◆ Aim of the exercise ◆
Your answer must consist solely of the lines from the one containing "the stone step" through the last line of the records below, reproduced exactly, with all pictures omitted.

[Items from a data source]
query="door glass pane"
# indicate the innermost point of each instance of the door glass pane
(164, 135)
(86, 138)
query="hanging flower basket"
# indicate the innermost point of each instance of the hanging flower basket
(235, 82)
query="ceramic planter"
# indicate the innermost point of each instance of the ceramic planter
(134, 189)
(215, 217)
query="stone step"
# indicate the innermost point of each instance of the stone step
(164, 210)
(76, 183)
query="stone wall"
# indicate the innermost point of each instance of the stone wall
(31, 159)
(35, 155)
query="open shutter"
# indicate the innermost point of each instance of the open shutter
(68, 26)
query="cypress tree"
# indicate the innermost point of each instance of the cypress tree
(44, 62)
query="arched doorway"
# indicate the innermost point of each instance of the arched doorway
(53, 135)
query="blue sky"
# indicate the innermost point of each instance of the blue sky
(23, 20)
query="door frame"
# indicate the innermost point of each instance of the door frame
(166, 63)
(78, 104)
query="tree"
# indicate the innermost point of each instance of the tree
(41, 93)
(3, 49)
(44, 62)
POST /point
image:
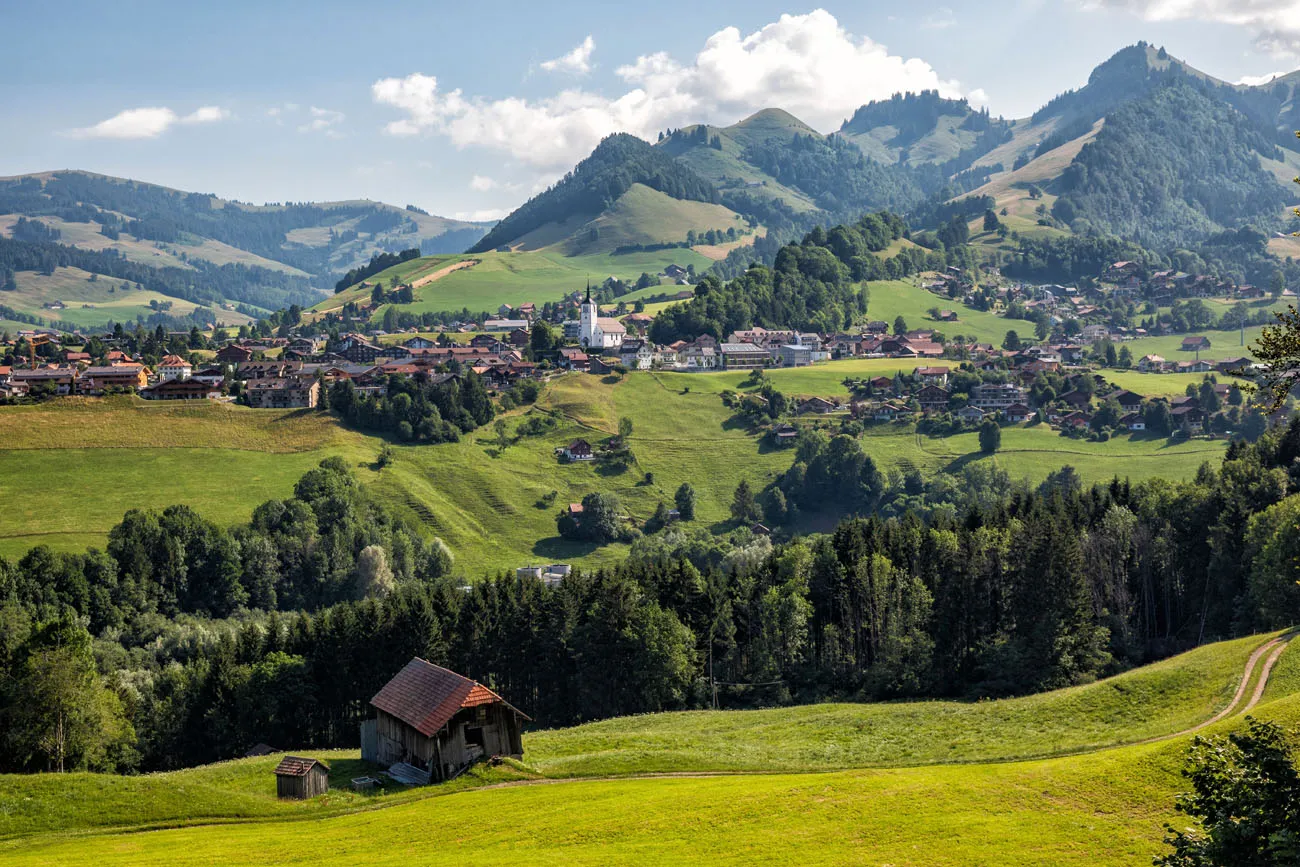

◆ Task answer ◆
# indicate the innermost point of each instance of the stone step
(164, 210)
(76, 183)
query="stone wall"
# indicate the innermost point of each instance of the stone wall
(31, 159)
(35, 155)
query="open shutter"
# indicate the innermost point of each instance of the open shutter
(68, 26)
query="cypress tree"
# indicate the innermost point of each instance of the cypress tree
(44, 62)
query="arched doorway"
# indicate the innermost point of each instance of the arched doorway
(53, 135)
query="blue sky"
# indicate the innermost point of each instance of the blue sky
(23, 20)
query="door frame"
# indicate the innermost point of each instance of the door frame
(166, 63)
(78, 104)
query="tree"
# indicate the innermost point of each instance of the tree
(41, 93)
(3, 49)
(44, 62)
POST /point
image:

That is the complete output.